## Written exercise
Extract each line of the data below that contains the word "house", copying each line in full.

## Given entries
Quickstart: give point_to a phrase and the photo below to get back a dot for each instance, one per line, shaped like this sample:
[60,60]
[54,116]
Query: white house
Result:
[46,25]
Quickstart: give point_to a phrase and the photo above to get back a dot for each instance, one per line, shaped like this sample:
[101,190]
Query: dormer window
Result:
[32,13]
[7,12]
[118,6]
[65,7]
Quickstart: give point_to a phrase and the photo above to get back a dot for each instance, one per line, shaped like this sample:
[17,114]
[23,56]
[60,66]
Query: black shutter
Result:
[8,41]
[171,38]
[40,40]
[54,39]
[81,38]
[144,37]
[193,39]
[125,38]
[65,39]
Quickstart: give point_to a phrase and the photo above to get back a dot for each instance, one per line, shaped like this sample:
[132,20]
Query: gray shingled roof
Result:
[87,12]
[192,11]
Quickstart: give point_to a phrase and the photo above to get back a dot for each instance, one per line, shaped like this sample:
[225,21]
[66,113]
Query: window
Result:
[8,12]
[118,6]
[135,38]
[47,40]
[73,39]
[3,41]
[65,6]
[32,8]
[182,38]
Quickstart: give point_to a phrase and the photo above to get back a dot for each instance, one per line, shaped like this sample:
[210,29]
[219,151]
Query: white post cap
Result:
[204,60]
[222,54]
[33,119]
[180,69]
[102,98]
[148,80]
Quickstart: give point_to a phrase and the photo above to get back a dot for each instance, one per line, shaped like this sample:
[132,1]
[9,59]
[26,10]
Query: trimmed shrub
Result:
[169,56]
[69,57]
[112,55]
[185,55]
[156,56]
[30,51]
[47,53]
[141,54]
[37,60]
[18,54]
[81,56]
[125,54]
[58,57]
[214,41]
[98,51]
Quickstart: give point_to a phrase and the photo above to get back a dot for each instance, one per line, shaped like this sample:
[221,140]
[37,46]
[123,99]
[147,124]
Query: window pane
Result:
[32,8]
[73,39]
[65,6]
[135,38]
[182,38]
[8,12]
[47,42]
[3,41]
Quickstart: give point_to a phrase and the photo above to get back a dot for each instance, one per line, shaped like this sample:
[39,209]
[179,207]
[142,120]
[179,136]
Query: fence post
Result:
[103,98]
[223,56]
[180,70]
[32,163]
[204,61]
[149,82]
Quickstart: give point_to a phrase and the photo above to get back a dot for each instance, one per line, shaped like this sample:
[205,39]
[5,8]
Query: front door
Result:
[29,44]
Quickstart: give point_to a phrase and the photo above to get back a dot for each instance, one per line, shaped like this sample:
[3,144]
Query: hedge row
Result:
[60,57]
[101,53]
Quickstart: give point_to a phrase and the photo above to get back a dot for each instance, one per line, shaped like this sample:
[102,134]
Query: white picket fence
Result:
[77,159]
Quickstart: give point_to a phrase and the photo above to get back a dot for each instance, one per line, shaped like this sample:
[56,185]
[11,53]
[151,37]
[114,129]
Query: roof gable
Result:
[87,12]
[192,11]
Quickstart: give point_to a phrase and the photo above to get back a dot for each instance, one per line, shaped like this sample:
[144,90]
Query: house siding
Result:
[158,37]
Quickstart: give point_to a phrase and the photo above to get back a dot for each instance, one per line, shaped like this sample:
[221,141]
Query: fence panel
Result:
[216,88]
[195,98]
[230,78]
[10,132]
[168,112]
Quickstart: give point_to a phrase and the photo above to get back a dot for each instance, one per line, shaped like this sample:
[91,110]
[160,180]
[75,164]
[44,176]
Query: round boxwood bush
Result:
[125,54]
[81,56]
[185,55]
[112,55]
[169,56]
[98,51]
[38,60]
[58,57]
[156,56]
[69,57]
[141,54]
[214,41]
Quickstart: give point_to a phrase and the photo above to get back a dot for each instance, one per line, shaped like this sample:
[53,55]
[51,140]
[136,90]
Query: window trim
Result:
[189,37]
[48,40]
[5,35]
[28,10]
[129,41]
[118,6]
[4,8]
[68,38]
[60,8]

## Response to the exercise
Query: white house
Query: house siding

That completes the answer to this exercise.